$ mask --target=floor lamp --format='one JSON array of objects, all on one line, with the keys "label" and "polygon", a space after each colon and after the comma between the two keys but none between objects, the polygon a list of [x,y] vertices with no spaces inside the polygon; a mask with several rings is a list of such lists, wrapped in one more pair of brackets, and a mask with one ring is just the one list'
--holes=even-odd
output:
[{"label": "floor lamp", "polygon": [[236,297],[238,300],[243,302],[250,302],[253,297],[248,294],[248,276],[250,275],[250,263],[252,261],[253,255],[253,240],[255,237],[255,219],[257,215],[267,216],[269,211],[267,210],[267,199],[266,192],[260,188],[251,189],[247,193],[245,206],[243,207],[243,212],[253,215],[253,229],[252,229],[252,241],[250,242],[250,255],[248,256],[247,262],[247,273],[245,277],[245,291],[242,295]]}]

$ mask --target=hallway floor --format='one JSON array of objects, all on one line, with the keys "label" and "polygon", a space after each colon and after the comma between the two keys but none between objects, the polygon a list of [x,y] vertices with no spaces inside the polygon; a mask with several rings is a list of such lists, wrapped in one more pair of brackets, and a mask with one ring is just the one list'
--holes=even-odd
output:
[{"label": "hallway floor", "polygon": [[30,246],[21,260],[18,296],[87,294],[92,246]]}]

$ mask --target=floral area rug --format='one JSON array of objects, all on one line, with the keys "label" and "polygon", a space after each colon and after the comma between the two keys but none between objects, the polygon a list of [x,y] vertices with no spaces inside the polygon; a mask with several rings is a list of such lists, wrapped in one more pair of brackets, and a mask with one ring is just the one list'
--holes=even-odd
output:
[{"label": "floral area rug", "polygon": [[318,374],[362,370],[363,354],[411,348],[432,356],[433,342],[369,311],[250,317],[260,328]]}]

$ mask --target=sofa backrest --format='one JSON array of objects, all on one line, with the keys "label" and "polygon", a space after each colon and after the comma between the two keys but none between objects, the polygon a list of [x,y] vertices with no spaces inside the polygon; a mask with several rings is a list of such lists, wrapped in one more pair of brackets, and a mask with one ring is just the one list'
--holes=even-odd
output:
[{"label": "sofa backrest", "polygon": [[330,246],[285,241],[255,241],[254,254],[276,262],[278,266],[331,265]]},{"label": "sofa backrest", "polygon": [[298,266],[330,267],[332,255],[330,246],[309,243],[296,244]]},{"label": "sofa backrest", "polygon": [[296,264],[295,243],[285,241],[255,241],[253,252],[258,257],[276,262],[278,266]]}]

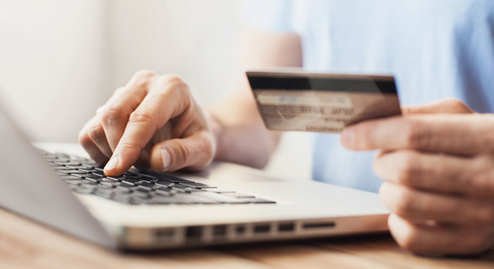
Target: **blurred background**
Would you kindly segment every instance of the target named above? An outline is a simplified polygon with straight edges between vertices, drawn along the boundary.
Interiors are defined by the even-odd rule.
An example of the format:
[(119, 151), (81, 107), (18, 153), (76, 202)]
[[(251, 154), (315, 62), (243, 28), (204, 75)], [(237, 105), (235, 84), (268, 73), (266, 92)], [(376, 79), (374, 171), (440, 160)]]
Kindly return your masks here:
[[(140, 69), (176, 73), (207, 106), (235, 82), (242, 0), (0, 0), (3, 96), (32, 136), (76, 142)], [(20, 115), (19, 115), (20, 114)], [(309, 179), (304, 133), (286, 133), (265, 170)]]

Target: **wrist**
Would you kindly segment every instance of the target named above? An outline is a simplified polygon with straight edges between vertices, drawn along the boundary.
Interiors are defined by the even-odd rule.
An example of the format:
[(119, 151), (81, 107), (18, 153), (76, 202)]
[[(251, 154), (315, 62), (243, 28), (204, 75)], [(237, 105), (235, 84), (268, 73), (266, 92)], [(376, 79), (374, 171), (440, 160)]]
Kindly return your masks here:
[(221, 159), (221, 137), (223, 136), (223, 125), (219, 121), (219, 119), (211, 112), (204, 109), (204, 116), (206, 117), (206, 120), (207, 122), (207, 126), (209, 128), (209, 132), (213, 134), (213, 147), (214, 147), (214, 154), (213, 159)]

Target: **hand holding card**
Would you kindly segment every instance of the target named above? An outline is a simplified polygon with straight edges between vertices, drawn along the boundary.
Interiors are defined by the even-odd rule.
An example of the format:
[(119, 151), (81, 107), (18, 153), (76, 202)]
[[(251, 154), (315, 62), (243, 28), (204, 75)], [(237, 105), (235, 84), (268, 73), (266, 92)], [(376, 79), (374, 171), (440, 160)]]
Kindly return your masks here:
[(247, 72), (247, 77), (270, 130), (340, 133), (401, 113), (393, 76)]

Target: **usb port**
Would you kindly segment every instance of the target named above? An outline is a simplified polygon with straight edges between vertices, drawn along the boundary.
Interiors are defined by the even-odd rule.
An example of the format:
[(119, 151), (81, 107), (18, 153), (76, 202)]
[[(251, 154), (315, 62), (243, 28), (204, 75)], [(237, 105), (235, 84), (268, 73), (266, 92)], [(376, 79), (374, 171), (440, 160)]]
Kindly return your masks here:
[(225, 237), (226, 235), (226, 225), (217, 225), (213, 228), (215, 237)]
[(294, 231), (294, 223), (281, 223), (278, 226), (278, 230), (281, 232)]
[(334, 221), (311, 222), (311, 223), (304, 223), (304, 229), (333, 228), (334, 226), (336, 226), (336, 223), (334, 223)]
[(259, 224), (254, 226), (254, 233), (267, 233), (271, 230), (269, 224)]

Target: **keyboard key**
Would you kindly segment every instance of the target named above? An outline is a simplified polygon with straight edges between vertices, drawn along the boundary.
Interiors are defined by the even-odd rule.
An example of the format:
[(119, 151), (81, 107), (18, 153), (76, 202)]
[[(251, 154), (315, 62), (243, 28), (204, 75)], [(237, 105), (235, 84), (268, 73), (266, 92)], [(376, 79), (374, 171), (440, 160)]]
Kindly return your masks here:
[(221, 187), (216, 187), (216, 188), (209, 188), (209, 189), (205, 189), (208, 192), (213, 192), (213, 193), (216, 193), (216, 194), (229, 194), (229, 193), (234, 193), (235, 191), (233, 191), (233, 190), (230, 190), (230, 189), (225, 189), (225, 188), (221, 188)]
[(201, 189), (198, 189), (198, 188), (195, 188), (195, 187), (186, 187), (186, 186), (181, 186), (181, 185), (178, 185), (178, 184), (175, 184), (173, 186), (172, 186), (172, 189), (174, 189), (178, 192), (181, 192), (181, 193), (193, 193), (193, 192), (202, 192), (203, 190)]
[(154, 194), (164, 196), (171, 196), (176, 193), (177, 191), (174, 189), (156, 189), (154, 191)]
[(130, 204), (130, 195), (114, 194), (114, 195), (111, 197), (111, 200), (122, 204)]
[(261, 198), (247, 198), (247, 199), (242, 199), (243, 201), (248, 201), (251, 204), (276, 204), (274, 201), (269, 201), (266, 199)]
[(225, 194), (225, 195), (234, 196), (234, 197), (237, 197), (237, 198), (255, 198), (254, 195), (243, 194), (243, 193)]
[(123, 183), (127, 183), (128, 185), (137, 185), (138, 183), (140, 183), (141, 181), (139, 179), (133, 179), (133, 178), (124, 178), (122, 179), (122, 182)]
[(147, 191), (150, 191), (150, 190), (153, 190), (153, 189), (155, 189), (155, 188), (158, 188), (160, 187), (160, 186), (155, 186), (154, 183), (140, 183), (138, 186), (137, 186), (137, 188), (140, 188), (140, 189), (145, 189), (145, 190), (147, 190)]
[(164, 180), (164, 181), (174, 182), (174, 183), (195, 183), (192, 180), (179, 178), (175, 177), (169, 177), (169, 176), (161, 176), (158, 178), (158, 180)]
[(147, 191), (142, 190), (142, 189), (134, 190), (134, 192), (132, 192), (132, 195), (134, 196), (142, 197), (142, 198), (148, 198), (151, 196), (151, 195), (149, 195)]
[(58, 171), (62, 172), (62, 173), (66, 173), (66, 174), (69, 174), (69, 175), (75, 175), (75, 174), (78, 174), (78, 175), (82, 175), (82, 174), (87, 174), (87, 172), (84, 172), (84, 171), (80, 171), (80, 170), (64, 170), (64, 169), (58, 169)]
[(141, 197), (130, 197), (129, 203), (132, 204), (147, 204), (147, 199)]
[(209, 198), (222, 204), (249, 204), (249, 201), (211, 192), (194, 193), (192, 196)]
[(173, 195), (173, 197), (177, 197), (181, 200), (183, 200), (185, 202), (187, 202), (188, 204), (221, 204), (217, 201), (214, 201), (212, 199), (209, 199), (209, 198), (206, 198), (206, 197), (199, 197), (199, 196), (196, 196), (196, 195), (188, 195), (188, 194), (176, 194), (176, 195)]
[(72, 185), (80, 185), (84, 181), (83, 179), (66, 179), (66, 182)]
[(72, 189), (73, 192), (76, 192), (81, 195), (91, 195), (93, 190), (85, 187), (75, 187)]
[(172, 182), (164, 182), (164, 181), (159, 181), (157, 183), (154, 183), (155, 186), (159, 187), (172, 187), (175, 185), (175, 183)]
[(126, 184), (126, 183), (122, 183), (122, 182), (119, 182), (120, 185), (118, 185), (117, 186), (117, 189), (118, 190), (120, 190), (120, 191), (124, 191), (124, 192), (131, 192), (132, 190), (134, 190), (136, 187), (128, 185), (128, 184)]
[(187, 204), (186, 201), (178, 199), (176, 197), (164, 197), (164, 196), (154, 196), (151, 200), (149, 200), (149, 204)]

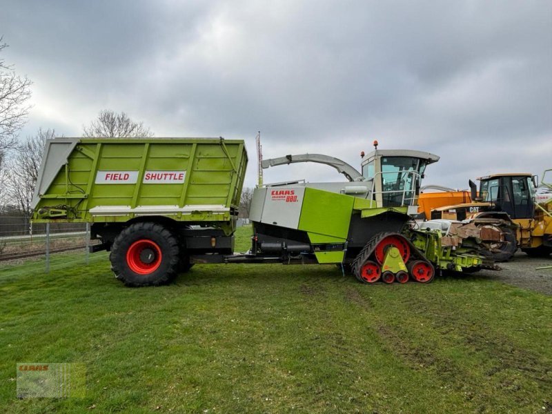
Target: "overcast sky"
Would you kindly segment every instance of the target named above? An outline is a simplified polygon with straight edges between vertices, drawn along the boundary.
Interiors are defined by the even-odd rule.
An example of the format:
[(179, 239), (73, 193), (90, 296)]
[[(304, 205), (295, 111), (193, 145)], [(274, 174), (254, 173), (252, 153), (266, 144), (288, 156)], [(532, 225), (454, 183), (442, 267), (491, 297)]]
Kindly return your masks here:
[[(3, 0), (2, 53), (34, 82), (28, 124), (80, 136), (104, 108), (157, 137), (265, 158), (409, 148), (424, 184), (552, 168), (552, 1)], [(315, 164), (265, 181), (340, 181)]]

•••

(SHORT PROBLEM) Reproduce the lines from the line with "Target: **usb port**" up to and including the line with "230), (281, 232)]", replacing "vertices" with "corner points" and leaving everything else unchanged.

(THE RESPONSE)
Target: **usb port**
Would you kindly segment every instance of the target named above? An outline is a simplified polygon with straight edges between corner points, drawn along the boundary.
Interiors are defined by the even-odd rule.
An example of the format:
[(119, 151), (81, 107), (18, 153), (76, 202)]
[[(251, 154), (315, 62), (243, 28), (204, 75)], [(237, 105), (235, 84), (268, 73), (266, 92)], [(376, 79), (374, 171), (440, 160)]]
Kindly return your masks here:
[(225, 237), (226, 235), (226, 225), (217, 225), (213, 228), (215, 237)]
[(294, 231), (294, 223), (281, 223), (278, 226), (278, 230), (281, 232)]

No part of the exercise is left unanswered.